What you have to do:
Set down, word for word, the stretch of lines from the one containing "black boots ->" to the end of the records below.

Data section:

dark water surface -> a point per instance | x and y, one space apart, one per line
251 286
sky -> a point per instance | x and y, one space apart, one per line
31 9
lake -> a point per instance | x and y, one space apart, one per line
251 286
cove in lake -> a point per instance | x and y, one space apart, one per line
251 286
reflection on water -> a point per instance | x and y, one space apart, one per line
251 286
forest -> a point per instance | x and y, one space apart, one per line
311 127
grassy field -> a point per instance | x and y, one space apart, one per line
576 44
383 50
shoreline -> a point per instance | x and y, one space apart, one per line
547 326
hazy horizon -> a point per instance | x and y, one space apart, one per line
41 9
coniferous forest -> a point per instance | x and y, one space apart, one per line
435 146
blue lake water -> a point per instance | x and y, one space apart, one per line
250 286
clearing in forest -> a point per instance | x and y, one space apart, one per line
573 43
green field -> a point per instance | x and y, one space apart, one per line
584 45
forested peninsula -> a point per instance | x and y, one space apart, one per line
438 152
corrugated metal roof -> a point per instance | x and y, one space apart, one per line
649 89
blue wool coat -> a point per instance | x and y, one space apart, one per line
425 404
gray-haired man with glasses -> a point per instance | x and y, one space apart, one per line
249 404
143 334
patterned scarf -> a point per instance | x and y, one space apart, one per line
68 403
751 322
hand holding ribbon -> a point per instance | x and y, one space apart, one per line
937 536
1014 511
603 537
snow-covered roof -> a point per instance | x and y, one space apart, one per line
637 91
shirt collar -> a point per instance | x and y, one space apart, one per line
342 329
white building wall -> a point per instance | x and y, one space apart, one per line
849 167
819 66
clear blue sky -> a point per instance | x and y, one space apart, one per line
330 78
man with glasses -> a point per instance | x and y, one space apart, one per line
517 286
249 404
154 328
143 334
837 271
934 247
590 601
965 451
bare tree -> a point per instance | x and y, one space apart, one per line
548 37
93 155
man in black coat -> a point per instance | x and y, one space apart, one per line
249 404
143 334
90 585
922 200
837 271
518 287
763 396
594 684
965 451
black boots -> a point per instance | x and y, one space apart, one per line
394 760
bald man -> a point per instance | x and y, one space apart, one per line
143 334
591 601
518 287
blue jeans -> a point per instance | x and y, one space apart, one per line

Written answer:
black boots -> a point per instance | x and y, one space apart, one per line
394 760
bald man -> a point per instance | x and y, one space apart, one per line
143 334
591 601
518 287
blue jeans -> a point per instance | x and y, one space apart, one per line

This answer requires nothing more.